= Directions =
Would you please output the lines from the one holding "of the paved" to the end of the entries, exactly and with no others?

= Dataset =
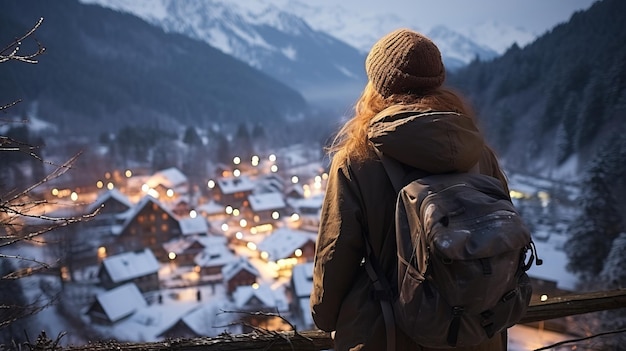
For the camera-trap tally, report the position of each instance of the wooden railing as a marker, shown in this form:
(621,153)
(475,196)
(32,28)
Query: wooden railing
(316,340)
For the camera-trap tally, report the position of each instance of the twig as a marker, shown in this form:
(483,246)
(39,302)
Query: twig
(580,339)
(14,47)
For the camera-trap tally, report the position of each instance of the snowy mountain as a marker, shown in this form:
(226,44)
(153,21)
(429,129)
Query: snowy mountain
(278,43)
(499,37)
(307,46)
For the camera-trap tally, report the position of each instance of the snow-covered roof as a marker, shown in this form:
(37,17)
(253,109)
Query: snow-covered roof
(169,178)
(211,208)
(231,269)
(309,202)
(243,294)
(284,241)
(130,265)
(105,196)
(197,225)
(234,185)
(215,255)
(302,279)
(130,214)
(121,302)
(266,201)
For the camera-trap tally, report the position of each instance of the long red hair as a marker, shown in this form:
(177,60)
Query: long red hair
(351,139)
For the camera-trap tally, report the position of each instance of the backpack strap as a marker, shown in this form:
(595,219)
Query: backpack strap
(382,288)
(396,172)
(383,294)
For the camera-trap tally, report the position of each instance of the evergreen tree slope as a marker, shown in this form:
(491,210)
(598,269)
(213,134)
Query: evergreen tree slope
(557,99)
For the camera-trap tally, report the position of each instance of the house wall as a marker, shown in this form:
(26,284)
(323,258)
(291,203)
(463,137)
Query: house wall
(242,278)
(151,227)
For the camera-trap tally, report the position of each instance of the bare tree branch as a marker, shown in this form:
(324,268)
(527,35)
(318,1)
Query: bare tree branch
(11,51)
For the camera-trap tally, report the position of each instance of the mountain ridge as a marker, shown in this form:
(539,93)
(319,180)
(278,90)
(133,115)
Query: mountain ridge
(103,69)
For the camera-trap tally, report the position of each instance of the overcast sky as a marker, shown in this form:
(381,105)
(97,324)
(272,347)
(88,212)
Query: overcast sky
(536,16)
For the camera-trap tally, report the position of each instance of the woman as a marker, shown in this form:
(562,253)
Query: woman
(405,74)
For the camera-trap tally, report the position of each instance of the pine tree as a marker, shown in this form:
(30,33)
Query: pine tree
(614,276)
(599,223)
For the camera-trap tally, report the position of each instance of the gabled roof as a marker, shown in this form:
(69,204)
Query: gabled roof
(210,208)
(215,255)
(105,196)
(284,241)
(169,178)
(266,201)
(309,202)
(146,200)
(121,302)
(130,265)
(231,269)
(189,226)
(243,295)
(234,185)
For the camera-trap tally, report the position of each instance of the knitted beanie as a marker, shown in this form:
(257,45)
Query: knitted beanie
(404,61)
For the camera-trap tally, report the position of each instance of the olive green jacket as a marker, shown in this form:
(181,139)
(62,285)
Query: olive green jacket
(360,200)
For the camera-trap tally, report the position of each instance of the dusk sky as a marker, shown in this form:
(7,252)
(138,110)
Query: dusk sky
(536,16)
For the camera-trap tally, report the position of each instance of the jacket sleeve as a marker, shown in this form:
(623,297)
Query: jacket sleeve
(489,165)
(339,247)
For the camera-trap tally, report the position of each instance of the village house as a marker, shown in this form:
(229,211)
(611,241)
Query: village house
(287,247)
(239,273)
(213,258)
(193,226)
(169,183)
(212,211)
(139,267)
(308,210)
(204,320)
(148,224)
(116,304)
(109,204)
(233,191)
(266,207)
(184,250)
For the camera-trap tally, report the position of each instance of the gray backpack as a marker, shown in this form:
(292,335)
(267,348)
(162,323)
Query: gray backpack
(462,249)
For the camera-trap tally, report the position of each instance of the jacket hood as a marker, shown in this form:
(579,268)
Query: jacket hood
(435,142)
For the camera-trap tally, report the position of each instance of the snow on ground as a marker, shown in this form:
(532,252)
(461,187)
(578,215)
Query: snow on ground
(524,338)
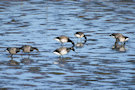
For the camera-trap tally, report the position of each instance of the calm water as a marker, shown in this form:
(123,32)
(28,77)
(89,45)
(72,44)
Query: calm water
(96,65)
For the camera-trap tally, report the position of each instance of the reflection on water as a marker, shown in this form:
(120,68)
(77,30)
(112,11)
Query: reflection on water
(96,65)
(119,47)
(13,62)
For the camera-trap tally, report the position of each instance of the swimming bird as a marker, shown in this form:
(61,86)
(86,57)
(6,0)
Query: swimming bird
(118,47)
(119,37)
(62,51)
(13,50)
(80,35)
(28,48)
(64,39)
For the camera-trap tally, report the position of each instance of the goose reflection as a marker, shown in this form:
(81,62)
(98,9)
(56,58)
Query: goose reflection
(119,47)
(62,62)
(27,61)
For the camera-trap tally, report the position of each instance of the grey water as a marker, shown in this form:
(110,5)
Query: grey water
(95,65)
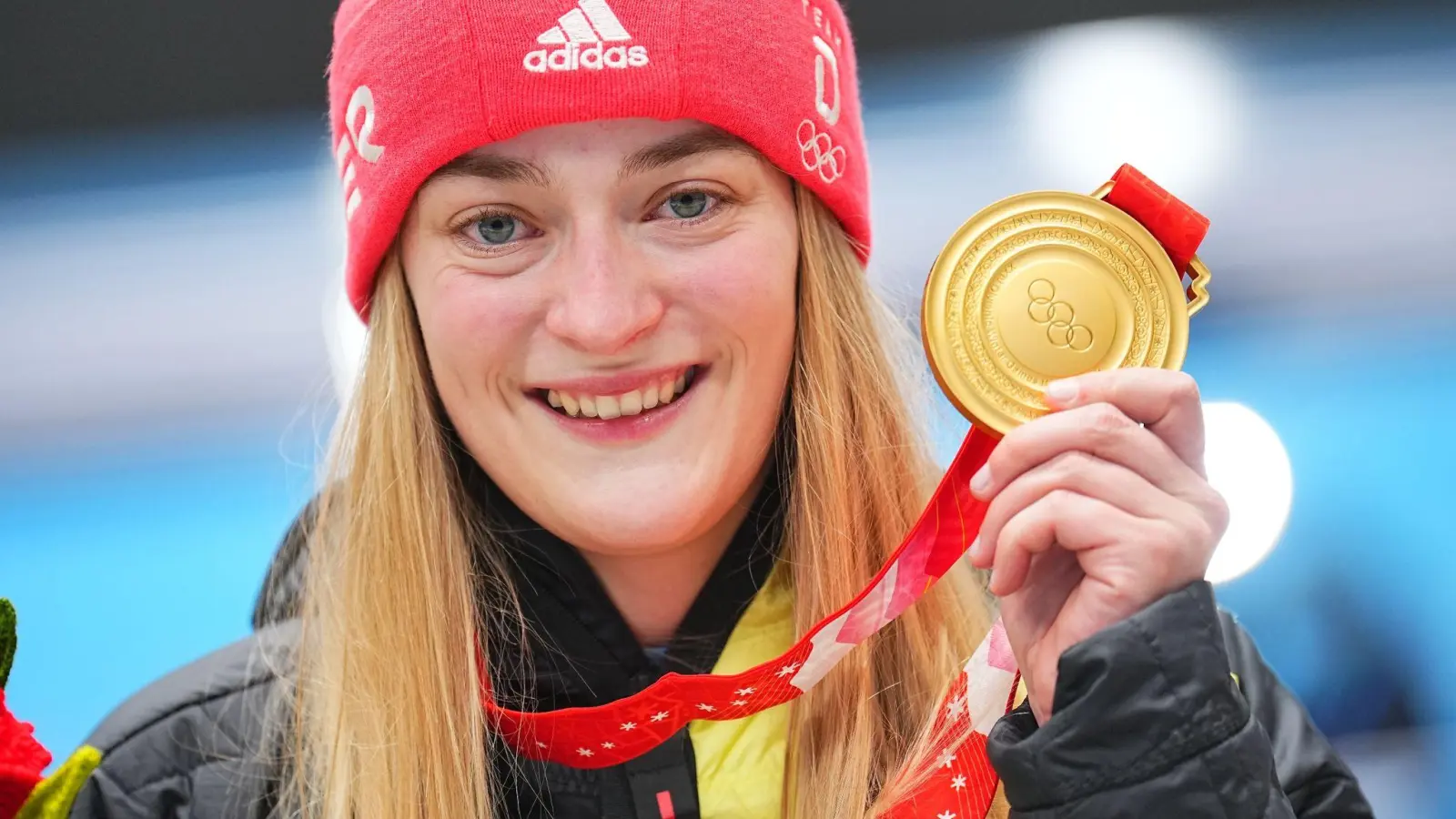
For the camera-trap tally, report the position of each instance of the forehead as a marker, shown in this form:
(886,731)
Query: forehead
(633,145)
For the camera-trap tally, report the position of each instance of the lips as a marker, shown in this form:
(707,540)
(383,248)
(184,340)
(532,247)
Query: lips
(652,392)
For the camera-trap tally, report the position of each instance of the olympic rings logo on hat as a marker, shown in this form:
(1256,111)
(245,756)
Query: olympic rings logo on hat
(819,153)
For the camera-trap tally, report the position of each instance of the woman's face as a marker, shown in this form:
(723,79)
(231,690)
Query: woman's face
(609,317)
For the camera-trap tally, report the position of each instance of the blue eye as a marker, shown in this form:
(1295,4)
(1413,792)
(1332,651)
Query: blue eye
(688,205)
(497,229)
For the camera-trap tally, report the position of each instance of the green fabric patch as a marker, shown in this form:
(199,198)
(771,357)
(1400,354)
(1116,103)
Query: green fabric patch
(6,640)
(55,796)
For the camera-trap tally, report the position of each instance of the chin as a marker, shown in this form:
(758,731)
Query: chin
(640,523)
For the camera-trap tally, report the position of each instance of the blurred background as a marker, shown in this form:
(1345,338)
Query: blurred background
(171,337)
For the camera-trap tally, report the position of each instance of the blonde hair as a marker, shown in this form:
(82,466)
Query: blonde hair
(386,713)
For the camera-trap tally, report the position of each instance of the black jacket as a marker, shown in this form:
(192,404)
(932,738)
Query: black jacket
(1171,713)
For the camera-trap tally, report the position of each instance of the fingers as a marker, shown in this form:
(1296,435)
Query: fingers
(1060,518)
(1167,401)
(1077,472)
(1099,430)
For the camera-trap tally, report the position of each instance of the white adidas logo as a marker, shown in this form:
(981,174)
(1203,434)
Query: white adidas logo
(582,35)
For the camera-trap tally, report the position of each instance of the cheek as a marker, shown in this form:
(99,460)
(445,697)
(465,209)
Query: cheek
(470,331)
(754,303)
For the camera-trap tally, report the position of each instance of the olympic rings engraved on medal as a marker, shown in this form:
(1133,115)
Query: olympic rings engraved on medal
(1059,317)
(819,152)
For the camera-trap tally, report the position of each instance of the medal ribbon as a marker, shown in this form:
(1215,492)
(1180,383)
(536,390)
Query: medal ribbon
(1178,228)
(612,733)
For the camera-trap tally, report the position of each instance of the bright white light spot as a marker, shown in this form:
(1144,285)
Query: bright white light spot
(1249,467)
(1152,92)
(344,332)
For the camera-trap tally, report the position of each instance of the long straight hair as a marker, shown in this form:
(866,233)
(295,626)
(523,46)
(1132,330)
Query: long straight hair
(386,719)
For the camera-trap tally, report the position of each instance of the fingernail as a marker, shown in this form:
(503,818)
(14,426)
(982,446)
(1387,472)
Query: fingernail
(1062,390)
(982,480)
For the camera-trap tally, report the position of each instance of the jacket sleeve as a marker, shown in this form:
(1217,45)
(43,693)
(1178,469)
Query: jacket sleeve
(1150,719)
(189,745)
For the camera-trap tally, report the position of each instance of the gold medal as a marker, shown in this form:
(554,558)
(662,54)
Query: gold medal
(1046,286)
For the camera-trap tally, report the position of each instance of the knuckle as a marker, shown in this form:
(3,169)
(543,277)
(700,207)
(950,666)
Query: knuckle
(1183,388)
(1218,515)
(1070,467)
(1060,503)
(1107,421)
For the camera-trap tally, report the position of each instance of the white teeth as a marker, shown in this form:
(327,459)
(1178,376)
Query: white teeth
(626,404)
(632,402)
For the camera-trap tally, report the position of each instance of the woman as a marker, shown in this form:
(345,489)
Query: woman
(628,409)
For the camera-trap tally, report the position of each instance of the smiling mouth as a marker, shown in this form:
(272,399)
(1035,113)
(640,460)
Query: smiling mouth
(623,405)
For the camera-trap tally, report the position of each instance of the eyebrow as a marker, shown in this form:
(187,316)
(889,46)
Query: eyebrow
(497,167)
(681,147)
(485,165)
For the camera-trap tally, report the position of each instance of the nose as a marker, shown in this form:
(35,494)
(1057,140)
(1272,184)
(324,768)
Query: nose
(606,299)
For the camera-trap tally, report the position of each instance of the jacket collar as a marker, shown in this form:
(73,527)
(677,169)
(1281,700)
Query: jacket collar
(575,649)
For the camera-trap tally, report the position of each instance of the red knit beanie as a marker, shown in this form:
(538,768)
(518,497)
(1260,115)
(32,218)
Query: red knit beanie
(415,84)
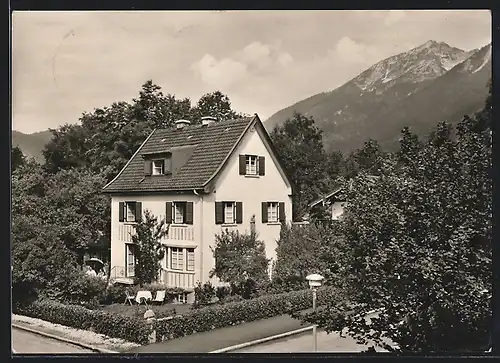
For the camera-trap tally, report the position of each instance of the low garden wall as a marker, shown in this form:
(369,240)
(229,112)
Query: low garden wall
(198,320)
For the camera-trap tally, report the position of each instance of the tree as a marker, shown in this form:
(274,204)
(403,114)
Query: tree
(70,201)
(299,144)
(149,250)
(17,158)
(368,158)
(301,251)
(239,259)
(420,246)
(214,104)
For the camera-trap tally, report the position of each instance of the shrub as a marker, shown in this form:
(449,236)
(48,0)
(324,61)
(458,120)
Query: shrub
(219,316)
(113,325)
(86,289)
(204,294)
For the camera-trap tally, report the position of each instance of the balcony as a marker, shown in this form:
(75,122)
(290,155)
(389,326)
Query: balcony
(175,233)
(180,279)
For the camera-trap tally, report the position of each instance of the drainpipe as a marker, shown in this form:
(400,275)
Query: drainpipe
(201,233)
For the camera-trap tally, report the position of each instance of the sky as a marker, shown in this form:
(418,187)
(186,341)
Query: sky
(68,63)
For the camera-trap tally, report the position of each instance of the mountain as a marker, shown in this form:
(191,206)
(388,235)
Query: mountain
(31,144)
(418,88)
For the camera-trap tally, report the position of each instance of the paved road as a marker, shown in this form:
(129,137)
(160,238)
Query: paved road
(303,343)
(24,342)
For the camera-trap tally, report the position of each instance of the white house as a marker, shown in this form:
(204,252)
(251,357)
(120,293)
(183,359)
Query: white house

= Exercise answer =
For the camera-trap tally, report the position of each instance of the paved road as a marker, shown in this form:
(129,137)
(160,238)
Query: paved road
(303,343)
(24,342)
For the camera-trap tally, report the position of each instance of the white house as a marker, shown in this form:
(204,252)
(251,357)
(120,293)
(183,359)
Query: white house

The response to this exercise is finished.